-- begin DATA FOR THIS EXERCISE --
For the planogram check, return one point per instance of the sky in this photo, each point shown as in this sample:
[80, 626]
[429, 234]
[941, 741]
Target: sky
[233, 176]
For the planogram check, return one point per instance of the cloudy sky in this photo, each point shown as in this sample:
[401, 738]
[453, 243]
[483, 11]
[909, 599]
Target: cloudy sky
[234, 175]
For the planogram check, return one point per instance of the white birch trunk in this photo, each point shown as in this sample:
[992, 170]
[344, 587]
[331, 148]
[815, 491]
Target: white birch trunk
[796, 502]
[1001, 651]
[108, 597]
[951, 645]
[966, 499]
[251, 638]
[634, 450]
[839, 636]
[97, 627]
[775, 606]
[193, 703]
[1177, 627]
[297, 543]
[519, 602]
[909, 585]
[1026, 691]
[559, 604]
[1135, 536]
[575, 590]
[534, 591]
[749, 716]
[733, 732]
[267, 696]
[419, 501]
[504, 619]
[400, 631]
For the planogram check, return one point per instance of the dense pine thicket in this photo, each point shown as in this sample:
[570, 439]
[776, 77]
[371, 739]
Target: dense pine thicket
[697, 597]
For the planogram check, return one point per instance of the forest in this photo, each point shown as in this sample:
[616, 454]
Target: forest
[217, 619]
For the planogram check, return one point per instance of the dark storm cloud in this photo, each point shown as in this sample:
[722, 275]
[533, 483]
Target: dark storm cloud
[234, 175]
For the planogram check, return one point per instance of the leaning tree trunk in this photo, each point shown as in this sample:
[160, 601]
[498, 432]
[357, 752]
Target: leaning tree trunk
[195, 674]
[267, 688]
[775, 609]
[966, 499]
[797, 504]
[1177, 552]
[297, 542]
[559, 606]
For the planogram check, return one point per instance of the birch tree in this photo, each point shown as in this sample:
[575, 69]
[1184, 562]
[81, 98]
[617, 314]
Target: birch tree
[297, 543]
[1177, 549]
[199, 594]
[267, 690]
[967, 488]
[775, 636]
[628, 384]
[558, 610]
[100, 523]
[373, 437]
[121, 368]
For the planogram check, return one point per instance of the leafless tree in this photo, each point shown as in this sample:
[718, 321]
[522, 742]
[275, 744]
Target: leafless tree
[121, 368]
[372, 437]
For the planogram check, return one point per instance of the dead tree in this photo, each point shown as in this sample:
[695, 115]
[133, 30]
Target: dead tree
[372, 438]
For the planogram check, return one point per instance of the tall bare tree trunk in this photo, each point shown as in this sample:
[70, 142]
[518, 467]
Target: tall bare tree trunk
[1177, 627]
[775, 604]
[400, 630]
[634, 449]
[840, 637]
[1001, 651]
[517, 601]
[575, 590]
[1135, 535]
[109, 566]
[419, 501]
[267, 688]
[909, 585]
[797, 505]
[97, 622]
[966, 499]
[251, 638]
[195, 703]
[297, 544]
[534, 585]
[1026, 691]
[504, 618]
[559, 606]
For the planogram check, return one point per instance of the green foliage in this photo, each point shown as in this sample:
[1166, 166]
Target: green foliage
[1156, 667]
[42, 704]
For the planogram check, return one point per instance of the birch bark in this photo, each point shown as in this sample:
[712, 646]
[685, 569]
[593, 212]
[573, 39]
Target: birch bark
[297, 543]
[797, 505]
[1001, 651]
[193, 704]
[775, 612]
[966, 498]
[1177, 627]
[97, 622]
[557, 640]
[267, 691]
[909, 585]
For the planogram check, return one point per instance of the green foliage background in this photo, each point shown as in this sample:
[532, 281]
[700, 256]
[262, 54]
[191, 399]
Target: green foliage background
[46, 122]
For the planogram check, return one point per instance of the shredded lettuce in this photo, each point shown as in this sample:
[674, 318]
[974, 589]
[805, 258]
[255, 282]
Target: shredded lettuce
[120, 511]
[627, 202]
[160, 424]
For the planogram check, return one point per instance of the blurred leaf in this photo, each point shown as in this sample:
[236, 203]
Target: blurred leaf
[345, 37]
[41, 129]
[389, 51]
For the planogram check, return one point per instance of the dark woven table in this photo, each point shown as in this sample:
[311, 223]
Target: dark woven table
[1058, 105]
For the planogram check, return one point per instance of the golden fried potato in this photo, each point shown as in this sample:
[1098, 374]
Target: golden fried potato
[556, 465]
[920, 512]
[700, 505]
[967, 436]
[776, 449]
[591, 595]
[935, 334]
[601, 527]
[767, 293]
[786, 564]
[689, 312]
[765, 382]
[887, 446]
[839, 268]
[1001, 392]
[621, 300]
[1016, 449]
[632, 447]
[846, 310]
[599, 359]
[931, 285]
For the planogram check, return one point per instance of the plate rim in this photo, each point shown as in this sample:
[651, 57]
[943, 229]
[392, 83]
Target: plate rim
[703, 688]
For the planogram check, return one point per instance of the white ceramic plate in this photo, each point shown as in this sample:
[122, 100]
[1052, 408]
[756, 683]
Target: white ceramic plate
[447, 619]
-- end DATA FOR THIS EXERCISE --
Update the rows from the line containing "the white ceramic" through the end of the rows by putting "porcelain" in place of "ceramic", keeping everything else the same.

*FULL RESPONSE:*
For the planogram check, return one point per instance of the white porcelain plate in this photo, each point shown as in this sample:
[122, 100]
[1052, 408]
[756, 683]
Target: white porcelain plate
[447, 619]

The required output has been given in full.